Responda com base no trecho fornecido:
1. Quantos quilômetros por dia, em média, eram percorridos de carro no Brasil?
2. Por quanto tempo durou a experiência vivida em Barcelona?
3. Que tema foi escolhido para se dedicar?

TRECHO FORNECIDO -

⟨

No Brasil, eu residia afastado de São Paulo, mas fazia faculdade na região da Paulista. Eu acabava dirigindo, em média, 70 km por dia. Em Barcelona, eu também estudava em outra cidade, mas lá eu ia pedalando até a estação, colocava a bicicleta dentro do trem, e continuava pedalando numa região proibida para carros, com diversos pedestres e uma praça repleta de crianças correndo.
Para quem antes passava horas dirigindo, fiquei meses sem entrar em um carro nem uma única vez. E não sentia nenhuma falta. Ao contrário, estava mais saudável, com muita disposição e, principalmente, mais feliz. Queria que todos tivessem a oportunidade de vivenciar os mesmos benefícios e estilo de vida que eu tinha experimentado durante dois anos e meio. Por isso, quando voltei de Barcelona, sempre que andava pelas ruas do Brasil, fosse em São Paulo, Recife, Rio, ou em outra cidade, de bicicleta, ônibus ou a pé, ia projetando mentalmente ciclovias, estruturas para o transporte coletivo e, é claro, elas, as calçadas. Então, ao escolher um tema para me dedicar quando me vi mais perto da morte, não tive dúvidas de que seria mobilidade urbana sustentável. Além disso, mobilidade urbana é um tema transversal, que envolve inúmeros outros fatores ambientais, sociais e econômicos.

⟩

DADOS PARA ANÁLISE -
⟨

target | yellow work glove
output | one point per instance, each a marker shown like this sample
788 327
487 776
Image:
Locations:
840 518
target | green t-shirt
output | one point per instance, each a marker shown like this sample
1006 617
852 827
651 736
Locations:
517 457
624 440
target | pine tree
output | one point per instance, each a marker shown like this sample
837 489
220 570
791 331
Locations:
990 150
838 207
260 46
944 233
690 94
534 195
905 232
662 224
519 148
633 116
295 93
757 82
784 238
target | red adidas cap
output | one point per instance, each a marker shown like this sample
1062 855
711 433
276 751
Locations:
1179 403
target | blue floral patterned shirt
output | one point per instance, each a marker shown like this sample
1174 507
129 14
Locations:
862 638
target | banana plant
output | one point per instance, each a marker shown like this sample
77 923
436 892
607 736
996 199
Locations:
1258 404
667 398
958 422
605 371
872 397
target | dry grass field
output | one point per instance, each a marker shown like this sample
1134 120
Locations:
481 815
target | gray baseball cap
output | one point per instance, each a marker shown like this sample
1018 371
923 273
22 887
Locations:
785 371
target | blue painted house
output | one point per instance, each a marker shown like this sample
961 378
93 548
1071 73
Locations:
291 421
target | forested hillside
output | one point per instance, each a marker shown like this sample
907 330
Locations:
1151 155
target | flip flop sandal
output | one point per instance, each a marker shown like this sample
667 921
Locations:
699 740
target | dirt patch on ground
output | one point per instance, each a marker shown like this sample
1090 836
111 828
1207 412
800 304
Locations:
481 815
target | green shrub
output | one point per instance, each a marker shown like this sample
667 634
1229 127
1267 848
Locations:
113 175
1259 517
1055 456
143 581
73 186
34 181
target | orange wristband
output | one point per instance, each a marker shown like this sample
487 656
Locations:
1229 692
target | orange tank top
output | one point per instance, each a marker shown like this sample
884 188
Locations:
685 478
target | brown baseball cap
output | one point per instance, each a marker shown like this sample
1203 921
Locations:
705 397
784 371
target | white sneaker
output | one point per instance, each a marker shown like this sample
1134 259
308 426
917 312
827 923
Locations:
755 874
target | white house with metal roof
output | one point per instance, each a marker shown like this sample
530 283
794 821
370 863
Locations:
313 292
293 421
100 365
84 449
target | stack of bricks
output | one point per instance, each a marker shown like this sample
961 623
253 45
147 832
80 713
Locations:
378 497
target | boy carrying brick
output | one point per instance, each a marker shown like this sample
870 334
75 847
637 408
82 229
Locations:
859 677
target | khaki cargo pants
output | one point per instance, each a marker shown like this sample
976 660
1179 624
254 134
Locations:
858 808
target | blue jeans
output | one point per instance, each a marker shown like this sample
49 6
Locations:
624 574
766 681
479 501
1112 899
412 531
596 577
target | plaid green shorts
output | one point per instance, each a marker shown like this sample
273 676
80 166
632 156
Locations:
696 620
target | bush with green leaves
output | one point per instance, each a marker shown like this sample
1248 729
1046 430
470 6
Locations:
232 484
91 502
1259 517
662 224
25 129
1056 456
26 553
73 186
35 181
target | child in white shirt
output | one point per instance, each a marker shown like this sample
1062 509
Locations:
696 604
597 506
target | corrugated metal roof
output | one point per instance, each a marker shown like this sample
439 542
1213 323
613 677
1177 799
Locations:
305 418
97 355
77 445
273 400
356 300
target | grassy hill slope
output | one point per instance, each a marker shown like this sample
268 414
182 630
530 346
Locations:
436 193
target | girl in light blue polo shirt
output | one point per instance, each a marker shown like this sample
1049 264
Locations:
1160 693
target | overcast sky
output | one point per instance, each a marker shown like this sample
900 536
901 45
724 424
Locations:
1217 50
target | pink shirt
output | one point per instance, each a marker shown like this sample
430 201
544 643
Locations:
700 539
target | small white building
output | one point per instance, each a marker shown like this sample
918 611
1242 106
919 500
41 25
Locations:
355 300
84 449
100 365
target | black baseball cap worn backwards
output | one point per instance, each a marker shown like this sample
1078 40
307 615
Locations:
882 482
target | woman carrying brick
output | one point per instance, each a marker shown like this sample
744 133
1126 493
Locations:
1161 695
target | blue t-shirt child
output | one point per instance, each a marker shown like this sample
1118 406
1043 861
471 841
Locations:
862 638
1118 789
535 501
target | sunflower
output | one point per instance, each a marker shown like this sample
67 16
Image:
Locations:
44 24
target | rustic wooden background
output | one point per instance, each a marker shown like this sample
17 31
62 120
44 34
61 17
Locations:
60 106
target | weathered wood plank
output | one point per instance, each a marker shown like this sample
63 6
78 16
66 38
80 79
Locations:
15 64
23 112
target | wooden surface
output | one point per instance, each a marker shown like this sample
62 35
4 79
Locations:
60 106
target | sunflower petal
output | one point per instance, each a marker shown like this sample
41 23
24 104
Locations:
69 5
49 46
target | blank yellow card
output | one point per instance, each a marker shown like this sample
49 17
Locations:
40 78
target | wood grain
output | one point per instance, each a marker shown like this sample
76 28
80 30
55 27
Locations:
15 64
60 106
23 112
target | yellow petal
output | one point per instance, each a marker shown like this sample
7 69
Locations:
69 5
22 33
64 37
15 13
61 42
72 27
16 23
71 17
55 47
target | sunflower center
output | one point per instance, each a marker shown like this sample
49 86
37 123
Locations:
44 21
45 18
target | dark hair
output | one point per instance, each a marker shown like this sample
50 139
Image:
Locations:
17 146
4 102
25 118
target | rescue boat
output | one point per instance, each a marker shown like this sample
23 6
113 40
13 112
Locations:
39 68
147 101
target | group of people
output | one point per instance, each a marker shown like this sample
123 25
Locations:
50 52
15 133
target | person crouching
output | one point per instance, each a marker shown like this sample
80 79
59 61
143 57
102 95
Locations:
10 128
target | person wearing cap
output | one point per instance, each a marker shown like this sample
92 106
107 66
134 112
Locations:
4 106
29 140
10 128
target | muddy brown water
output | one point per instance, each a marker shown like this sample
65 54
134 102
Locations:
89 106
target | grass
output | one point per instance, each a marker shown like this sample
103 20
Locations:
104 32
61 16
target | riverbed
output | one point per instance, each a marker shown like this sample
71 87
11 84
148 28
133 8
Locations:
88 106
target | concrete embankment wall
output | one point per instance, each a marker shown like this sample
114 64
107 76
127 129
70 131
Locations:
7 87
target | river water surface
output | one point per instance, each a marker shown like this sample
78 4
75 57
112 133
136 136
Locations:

⟩

RESPOSTA A SEGUIR -
1. Em média, 70 km por dia.
2. Dois anos e meio.
3. Mobilidade urbana sustentável.